▶ ENUNCIADO: Extrae cada línea de las filas que contenga la cadena "yellow", distinguiendo entre mayúsculas y minúsculas.
___ EXTRACTOS DE DATOS ___
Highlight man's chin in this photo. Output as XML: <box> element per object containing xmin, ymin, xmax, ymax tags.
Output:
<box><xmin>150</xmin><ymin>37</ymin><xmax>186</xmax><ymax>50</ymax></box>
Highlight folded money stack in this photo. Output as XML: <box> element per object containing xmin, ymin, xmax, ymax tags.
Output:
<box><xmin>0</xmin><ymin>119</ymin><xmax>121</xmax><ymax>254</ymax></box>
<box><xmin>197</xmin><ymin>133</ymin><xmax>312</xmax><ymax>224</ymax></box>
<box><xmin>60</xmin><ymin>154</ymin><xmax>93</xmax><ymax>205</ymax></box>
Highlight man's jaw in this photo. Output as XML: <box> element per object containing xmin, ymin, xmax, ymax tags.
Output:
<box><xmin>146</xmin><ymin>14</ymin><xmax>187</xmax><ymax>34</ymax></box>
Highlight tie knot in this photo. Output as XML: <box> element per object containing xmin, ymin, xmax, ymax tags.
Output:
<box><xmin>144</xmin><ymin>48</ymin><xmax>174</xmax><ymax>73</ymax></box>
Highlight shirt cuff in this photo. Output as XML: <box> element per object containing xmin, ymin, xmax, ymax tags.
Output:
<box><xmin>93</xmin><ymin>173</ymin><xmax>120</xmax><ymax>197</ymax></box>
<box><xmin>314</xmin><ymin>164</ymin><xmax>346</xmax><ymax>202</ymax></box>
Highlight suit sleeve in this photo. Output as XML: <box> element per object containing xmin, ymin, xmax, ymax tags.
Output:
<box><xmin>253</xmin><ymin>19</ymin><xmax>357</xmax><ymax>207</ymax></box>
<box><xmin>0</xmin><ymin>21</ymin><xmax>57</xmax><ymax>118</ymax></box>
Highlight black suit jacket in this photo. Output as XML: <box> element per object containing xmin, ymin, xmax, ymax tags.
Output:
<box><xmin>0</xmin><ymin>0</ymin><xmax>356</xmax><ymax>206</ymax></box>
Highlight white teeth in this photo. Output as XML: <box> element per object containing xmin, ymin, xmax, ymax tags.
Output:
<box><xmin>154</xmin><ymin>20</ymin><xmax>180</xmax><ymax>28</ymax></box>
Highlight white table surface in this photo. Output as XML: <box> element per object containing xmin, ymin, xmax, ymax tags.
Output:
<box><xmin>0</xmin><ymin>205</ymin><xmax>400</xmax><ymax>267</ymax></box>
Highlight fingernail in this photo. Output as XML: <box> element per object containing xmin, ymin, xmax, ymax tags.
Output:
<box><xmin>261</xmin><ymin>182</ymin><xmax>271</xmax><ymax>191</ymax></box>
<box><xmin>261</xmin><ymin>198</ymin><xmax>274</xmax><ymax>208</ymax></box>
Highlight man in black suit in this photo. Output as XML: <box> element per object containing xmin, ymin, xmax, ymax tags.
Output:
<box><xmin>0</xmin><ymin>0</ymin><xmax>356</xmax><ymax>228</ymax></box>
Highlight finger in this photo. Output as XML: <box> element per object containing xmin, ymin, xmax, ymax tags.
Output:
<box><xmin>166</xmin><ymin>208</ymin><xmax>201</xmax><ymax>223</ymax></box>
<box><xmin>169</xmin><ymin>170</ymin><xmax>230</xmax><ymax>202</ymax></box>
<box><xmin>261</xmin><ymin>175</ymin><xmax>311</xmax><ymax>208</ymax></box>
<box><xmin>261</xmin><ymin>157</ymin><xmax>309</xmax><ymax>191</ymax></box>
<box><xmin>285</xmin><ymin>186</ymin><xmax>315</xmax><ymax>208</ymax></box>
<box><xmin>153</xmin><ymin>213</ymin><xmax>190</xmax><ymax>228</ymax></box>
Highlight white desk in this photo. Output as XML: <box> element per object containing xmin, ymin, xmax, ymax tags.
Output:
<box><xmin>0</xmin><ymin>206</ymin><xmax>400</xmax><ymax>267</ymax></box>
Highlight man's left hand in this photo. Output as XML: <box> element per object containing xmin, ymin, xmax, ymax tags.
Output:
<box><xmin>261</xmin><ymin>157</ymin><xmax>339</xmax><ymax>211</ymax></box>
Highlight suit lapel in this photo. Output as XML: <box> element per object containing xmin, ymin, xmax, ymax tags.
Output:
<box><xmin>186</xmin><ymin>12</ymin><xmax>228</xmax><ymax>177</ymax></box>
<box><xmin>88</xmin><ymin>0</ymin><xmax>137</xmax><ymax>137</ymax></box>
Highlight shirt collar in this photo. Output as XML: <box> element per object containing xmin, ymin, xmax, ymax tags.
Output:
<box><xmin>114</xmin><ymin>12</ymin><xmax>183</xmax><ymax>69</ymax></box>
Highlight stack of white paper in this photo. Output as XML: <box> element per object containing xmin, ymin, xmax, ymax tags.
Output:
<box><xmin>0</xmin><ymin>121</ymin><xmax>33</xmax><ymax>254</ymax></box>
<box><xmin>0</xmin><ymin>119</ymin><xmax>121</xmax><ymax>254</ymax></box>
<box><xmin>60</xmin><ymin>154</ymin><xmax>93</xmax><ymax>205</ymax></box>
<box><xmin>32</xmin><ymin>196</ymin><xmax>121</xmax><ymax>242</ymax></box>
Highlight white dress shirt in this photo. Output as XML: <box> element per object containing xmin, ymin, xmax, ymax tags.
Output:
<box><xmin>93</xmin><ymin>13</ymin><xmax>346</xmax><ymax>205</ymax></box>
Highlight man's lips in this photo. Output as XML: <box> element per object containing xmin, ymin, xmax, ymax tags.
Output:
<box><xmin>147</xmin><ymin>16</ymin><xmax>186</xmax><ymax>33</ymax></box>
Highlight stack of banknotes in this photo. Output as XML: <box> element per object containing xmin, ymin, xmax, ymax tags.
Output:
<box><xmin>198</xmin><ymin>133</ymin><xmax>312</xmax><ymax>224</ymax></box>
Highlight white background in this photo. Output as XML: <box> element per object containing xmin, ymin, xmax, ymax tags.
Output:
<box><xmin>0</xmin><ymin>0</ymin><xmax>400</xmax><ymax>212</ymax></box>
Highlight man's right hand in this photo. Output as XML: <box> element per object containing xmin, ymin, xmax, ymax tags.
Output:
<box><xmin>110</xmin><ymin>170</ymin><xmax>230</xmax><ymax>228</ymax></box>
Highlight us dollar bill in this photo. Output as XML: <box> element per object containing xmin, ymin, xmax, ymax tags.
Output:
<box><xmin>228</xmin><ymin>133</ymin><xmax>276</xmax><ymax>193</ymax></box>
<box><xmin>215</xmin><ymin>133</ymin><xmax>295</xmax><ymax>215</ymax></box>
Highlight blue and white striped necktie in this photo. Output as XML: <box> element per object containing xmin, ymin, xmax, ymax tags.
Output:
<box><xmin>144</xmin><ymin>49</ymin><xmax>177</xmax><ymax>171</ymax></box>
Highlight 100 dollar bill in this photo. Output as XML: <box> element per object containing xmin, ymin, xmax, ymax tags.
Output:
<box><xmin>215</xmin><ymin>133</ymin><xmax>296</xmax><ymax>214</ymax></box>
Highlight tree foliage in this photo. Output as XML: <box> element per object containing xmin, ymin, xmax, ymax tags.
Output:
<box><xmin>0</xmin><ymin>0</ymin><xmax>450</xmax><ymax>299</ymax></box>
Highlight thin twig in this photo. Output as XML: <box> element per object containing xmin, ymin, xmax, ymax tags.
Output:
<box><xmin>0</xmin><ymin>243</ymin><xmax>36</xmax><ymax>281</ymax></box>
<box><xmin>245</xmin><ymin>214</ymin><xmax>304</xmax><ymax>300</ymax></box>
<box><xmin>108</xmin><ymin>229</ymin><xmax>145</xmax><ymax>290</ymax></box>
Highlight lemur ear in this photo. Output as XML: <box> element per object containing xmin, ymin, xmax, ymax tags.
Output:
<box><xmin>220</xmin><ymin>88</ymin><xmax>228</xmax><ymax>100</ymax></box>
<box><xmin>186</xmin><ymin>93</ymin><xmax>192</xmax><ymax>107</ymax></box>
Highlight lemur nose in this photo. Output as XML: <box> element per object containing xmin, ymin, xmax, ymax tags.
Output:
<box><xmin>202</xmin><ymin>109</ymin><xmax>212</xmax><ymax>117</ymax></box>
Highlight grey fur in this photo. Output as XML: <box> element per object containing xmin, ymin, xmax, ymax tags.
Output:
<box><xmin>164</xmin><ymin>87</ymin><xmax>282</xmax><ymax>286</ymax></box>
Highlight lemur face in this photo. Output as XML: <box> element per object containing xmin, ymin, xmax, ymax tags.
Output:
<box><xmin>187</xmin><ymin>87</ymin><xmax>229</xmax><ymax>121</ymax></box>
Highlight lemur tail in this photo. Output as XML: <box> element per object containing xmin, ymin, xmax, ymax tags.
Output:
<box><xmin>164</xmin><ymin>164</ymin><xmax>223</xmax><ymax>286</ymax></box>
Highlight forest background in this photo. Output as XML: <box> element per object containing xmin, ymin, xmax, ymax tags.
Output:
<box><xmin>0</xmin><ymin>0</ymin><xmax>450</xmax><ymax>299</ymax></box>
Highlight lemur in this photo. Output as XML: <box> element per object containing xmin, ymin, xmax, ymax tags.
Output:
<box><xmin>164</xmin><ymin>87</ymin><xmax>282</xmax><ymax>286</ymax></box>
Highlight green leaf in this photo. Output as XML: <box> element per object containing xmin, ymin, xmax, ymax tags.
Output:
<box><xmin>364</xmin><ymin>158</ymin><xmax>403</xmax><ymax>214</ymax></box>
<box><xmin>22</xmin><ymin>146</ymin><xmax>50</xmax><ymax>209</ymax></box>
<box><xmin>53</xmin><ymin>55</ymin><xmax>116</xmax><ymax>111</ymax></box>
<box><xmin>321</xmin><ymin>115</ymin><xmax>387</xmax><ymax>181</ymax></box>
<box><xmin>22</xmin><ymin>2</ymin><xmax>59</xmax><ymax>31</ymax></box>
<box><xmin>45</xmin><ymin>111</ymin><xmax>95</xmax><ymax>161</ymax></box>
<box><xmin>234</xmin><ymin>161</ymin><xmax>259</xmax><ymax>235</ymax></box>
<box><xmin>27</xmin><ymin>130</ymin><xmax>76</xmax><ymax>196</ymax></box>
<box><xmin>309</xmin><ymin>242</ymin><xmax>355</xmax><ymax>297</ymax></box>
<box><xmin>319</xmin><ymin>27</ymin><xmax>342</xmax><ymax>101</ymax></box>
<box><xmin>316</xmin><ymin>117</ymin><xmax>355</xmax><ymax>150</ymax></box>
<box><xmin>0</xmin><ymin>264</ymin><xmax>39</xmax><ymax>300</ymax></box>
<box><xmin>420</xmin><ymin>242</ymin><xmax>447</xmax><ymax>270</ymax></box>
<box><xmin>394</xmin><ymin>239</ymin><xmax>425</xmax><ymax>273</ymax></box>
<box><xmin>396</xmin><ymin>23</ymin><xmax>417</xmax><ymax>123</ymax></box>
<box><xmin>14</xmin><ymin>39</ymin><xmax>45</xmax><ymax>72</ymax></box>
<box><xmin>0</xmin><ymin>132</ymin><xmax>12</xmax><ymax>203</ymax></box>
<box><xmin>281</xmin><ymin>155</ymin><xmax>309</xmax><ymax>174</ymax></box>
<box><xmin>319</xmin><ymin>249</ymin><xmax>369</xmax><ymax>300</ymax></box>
___
___ EXTRACTOS DE DATOS ___
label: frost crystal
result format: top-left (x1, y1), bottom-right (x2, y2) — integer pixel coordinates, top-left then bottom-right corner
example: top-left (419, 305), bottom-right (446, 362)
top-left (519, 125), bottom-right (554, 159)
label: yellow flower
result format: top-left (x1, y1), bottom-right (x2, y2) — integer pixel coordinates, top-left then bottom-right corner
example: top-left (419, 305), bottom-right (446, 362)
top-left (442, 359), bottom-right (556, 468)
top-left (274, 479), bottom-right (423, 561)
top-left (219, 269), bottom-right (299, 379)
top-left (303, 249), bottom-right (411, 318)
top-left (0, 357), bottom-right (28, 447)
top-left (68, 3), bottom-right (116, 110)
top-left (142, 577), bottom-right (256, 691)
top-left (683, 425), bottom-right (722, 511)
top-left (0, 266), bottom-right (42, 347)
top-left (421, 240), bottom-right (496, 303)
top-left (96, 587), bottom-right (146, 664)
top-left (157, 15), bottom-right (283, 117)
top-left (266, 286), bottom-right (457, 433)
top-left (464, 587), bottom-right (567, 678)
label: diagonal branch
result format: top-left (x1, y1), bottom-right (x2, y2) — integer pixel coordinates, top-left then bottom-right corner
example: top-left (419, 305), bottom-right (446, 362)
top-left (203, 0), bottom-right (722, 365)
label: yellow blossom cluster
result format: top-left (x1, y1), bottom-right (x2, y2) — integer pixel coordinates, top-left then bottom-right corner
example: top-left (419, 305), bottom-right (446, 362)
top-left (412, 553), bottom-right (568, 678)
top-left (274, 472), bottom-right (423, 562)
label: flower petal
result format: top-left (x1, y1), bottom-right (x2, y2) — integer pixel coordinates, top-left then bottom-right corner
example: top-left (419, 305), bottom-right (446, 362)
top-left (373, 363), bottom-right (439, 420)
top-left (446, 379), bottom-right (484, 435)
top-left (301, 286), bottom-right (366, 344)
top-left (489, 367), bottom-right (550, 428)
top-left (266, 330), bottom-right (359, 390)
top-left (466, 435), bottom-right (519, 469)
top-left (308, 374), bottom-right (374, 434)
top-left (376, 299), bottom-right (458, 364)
___
▶ RESPUESTA ESCRITA:
label: yellow flower
label: yellow blossom cluster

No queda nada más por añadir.